=== WHAT THE EXERCISE ASKS ===
Repeat all of the data precisely.

=== INFORMATION SHOWN ===
[Start]
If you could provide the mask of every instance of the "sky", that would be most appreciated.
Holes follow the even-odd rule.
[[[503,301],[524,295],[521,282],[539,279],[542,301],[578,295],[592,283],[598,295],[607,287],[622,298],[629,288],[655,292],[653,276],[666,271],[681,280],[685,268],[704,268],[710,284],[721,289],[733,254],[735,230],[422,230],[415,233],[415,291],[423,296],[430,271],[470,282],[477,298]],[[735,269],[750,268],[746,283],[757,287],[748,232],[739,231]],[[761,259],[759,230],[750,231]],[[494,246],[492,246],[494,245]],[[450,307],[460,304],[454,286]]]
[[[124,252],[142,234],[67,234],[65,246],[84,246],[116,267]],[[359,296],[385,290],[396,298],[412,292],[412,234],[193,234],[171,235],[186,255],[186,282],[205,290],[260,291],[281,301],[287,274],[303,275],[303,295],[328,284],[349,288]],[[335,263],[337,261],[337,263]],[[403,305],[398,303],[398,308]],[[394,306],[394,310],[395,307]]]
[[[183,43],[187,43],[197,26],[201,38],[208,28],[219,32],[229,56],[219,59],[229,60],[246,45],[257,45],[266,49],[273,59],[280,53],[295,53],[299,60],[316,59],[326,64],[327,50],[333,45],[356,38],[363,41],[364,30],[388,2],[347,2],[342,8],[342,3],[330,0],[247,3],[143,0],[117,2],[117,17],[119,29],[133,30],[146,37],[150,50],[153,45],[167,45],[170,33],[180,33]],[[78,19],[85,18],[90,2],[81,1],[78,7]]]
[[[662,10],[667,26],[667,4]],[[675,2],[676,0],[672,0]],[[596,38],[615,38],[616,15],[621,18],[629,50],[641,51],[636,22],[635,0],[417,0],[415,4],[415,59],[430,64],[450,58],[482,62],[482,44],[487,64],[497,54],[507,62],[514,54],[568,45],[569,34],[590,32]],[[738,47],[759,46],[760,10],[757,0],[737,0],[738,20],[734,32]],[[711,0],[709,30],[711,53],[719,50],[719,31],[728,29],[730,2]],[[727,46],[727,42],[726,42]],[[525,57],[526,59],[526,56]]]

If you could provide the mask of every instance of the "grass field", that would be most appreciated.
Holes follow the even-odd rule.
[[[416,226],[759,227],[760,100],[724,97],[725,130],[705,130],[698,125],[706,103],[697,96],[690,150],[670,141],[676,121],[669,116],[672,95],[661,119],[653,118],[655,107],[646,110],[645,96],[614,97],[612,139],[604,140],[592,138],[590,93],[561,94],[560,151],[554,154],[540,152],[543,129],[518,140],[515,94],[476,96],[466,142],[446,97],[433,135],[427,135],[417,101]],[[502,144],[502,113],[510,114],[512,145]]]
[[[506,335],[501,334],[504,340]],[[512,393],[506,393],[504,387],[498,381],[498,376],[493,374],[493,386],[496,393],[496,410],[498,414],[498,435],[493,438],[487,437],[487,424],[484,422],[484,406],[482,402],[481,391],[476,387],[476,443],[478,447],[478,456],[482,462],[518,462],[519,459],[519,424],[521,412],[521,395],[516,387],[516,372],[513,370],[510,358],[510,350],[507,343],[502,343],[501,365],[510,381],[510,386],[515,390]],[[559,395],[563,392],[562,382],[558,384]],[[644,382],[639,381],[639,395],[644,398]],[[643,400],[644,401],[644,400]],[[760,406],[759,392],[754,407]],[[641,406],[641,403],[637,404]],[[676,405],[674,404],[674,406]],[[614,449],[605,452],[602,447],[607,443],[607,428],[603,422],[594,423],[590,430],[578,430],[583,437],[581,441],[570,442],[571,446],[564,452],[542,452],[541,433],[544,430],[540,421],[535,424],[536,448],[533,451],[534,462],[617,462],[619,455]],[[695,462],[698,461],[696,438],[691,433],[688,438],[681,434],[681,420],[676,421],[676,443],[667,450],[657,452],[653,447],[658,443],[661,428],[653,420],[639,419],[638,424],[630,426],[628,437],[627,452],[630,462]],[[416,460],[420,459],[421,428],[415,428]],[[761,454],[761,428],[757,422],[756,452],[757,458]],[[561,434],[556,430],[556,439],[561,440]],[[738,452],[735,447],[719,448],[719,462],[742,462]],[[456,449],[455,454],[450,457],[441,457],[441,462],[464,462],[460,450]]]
[End]
=== ANSWER TO THIS PROBLEM ===
If you could provide the mask of every instance of the "sky", that would be most appreciated.
Holes follow the even-odd rule.
[[[503,301],[524,295],[521,282],[539,279],[542,301],[578,295],[592,283],[598,295],[607,287],[622,298],[629,288],[655,292],[653,276],[666,271],[681,280],[685,268],[704,268],[710,284],[721,289],[733,254],[735,230],[422,230],[415,233],[415,291],[423,296],[430,271],[470,282],[477,298]],[[735,269],[750,268],[746,283],[757,287],[748,232],[739,231]],[[761,259],[759,230],[750,231]],[[494,246],[492,246],[494,245]],[[450,307],[460,304],[454,286]]]
[[[124,252],[142,234],[67,234],[65,246],[84,246],[116,267]],[[359,296],[385,290],[396,298],[412,292],[412,234],[193,234],[171,235],[186,255],[186,282],[205,290],[260,291],[281,301],[287,274],[303,275],[303,295],[328,284],[349,288]],[[335,263],[337,261],[337,263]],[[403,305],[398,303],[398,308]],[[394,306],[394,310],[395,307]]]
[[[183,43],[187,43],[197,26],[201,38],[208,28],[219,32],[229,56],[219,59],[229,60],[246,45],[257,45],[266,49],[273,59],[280,53],[295,53],[299,60],[316,59],[326,64],[327,50],[333,45],[356,38],[363,41],[364,30],[388,2],[347,2],[342,8],[342,3],[330,0],[247,3],[143,0],[117,2],[117,17],[119,29],[133,30],[146,37],[150,50],[153,45],[167,45],[170,33],[180,33]],[[78,19],[85,18],[90,2],[81,1],[78,7]]]
[[[662,10],[667,26],[667,4]],[[675,2],[676,0],[672,0]],[[596,38],[615,38],[616,15],[621,18],[629,50],[641,51],[636,22],[635,0],[417,0],[415,4],[415,59],[430,64],[450,58],[482,62],[482,44],[487,64],[497,54],[507,62],[514,54],[568,45],[569,34],[590,32]],[[738,47],[759,46],[760,10],[757,0],[737,0],[738,20],[734,32]],[[711,0],[709,30],[711,53],[719,50],[719,31],[728,29],[730,2]],[[727,46],[727,42],[726,42]],[[525,57],[526,59],[526,56]]]

If you could provide the mask of every instance of the "grass field", that would be most appreciated.
Holes follow the even-odd rule.
[[[416,226],[759,227],[760,100],[724,97],[725,130],[705,130],[698,125],[706,103],[697,96],[690,150],[670,141],[676,121],[669,116],[672,95],[661,119],[653,118],[655,107],[646,110],[645,96],[614,97],[612,139],[604,140],[592,138],[590,93],[561,94],[560,151],[554,154],[540,152],[543,129],[518,140],[515,94],[476,96],[466,142],[446,97],[433,135],[427,135],[417,101]],[[502,144],[502,113],[510,114],[512,145]]]
[[[506,335],[501,334],[504,340]],[[512,393],[506,393],[504,387],[498,381],[498,376],[493,374],[493,386],[496,393],[496,410],[498,414],[498,435],[493,438],[487,437],[487,424],[484,422],[484,406],[482,402],[481,391],[476,387],[476,443],[478,447],[478,456],[482,462],[518,462],[519,459],[519,424],[521,412],[521,395],[516,387],[516,372],[513,370],[510,358],[510,350],[507,343],[502,343],[501,365],[510,381],[510,386],[515,390]],[[559,395],[563,392],[562,382],[558,384]],[[644,382],[639,381],[639,395],[644,398]],[[643,400],[644,401],[644,400]],[[760,406],[759,392],[754,407]],[[641,406],[641,403],[637,404]],[[676,405],[674,404],[674,406]],[[614,449],[605,452],[602,447],[607,443],[607,428],[603,422],[594,423],[590,430],[578,430],[583,437],[581,441],[570,442],[571,446],[564,452],[542,452],[541,433],[544,430],[540,421],[535,424],[536,448],[533,451],[534,462],[617,462],[619,455]],[[695,462],[698,461],[696,438],[691,433],[688,438],[681,434],[681,420],[676,421],[676,443],[667,450],[657,452],[653,447],[658,443],[661,428],[653,420],[639,419],[638,424],[630,426],[628,437],[627,452],[630,462]],[[416,460],[420,459],[421,428],[415,428]],[[761,454],[761,428],[757,422],[756,452],[757,458]],[[561,434],[556,430],[556,439],[561,440]],[[738,452],[735,447],[719,448],[719,462],[742,462]],[[456,449],[455,454],[450,457],[441,457],[441,462],[464,462],[460,450]]]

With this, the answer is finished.